Coordinate annotation records:

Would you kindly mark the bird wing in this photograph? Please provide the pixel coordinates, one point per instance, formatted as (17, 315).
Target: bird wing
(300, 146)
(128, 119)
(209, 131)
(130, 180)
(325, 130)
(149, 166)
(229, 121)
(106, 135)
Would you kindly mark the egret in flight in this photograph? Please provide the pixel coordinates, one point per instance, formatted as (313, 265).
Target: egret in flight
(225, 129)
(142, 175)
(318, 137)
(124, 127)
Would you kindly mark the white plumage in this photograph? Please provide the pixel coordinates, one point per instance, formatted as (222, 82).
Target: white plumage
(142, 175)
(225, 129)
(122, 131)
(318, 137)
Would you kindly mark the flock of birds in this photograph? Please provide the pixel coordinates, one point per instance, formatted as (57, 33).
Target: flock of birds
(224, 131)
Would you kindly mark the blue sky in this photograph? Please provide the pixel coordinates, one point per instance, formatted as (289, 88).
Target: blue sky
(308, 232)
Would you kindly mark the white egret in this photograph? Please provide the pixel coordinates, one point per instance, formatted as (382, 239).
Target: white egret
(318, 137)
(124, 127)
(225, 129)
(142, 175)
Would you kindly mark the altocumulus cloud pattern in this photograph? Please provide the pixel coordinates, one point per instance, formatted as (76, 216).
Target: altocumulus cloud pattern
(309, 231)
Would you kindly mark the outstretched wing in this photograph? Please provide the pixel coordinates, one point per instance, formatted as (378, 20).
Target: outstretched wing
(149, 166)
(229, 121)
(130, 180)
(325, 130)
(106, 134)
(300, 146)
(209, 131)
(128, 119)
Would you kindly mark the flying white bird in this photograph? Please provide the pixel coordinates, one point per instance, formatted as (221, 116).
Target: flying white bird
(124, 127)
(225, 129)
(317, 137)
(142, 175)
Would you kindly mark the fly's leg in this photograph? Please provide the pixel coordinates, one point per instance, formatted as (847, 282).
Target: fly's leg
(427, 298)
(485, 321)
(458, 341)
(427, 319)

CHALLENGE - Recopy the entries above exactly, with every line included.

ANSWER TO THE PROBLEM -
Would you kindly mark the bird wing in this photograph? Please provide the pixel coordinates, one point per instance, formatted as (17, 315).
Target: bird wing
(300, 146)
(128, 119)
(209, 131)
(130, 180)
(325, 130)
(149, 166)
(229, 121)
(106, 135)
Would you kindly mark the egret in flight in this photograph? Please provide the pixel coordinates, one point per instance, formatted as (313, 265).
Target: egret in flight
(225, 129)
(142, 175)
(318, 137)
(124, 127)
Would you kindly mark the white plumage in this photograph? Please provide the pixel coordinates, one point per instance, formatted as (222, 82).
Target: white plumage
(142, 175)
(225, 129)
(122, 131)
(318, 137)
Would you kindly mark the flock of birds in this photograph? Please provide the pixel coordinates, one point per instance, formatted as (57, 33).
Target: flock of birds
(224, 131)
Would you kindly mark the blue sky in this photograph? Please provide the pixel coordinates, one point per instance, formatted as (289, 88).
Target: blue sky
(308, 232)
Would you kindly mark the white egret in this photograph? Please provide the pixel coordinates, one point per instance, formatted as (382, 239).
Target: white egret
(318, 137)
(124, 127)
(225, 129)
(142, 175)
Would you kindly mark the altocumulus cloud pattern in this photograph? Please provide the pixel coordinates, one point per instance, formatted as (76, 216).
Target: altocumulus cloud pattern
(309, 231)
Would you kindly mark the outstretched wing in this photograph? Please provide the pixel coordinates, one point per instance, formatted as (378, 20).
Target: outstretched wing
(149, 166)
(229, 121)
(130, 180)
(325, 130)
(106, 134)
(300, 146)
(209, 131)
(128, 119)
Would you kindly mark the flying white bird in this photograph? Please provide the pixel coordinates, one point per instance, formatted as (221, 116).
Target: flying white bird
(124, 127)
(225, 129)
(317, 137)
(142, 175)
Would you kindly mark the fly's leg in this photograph? Please provide the pixel coordinates, one point per instance, formatted as (847, 282).
Target: fly's leg
(427, 298)
(485, 321)
(458, 341)
(427, 319)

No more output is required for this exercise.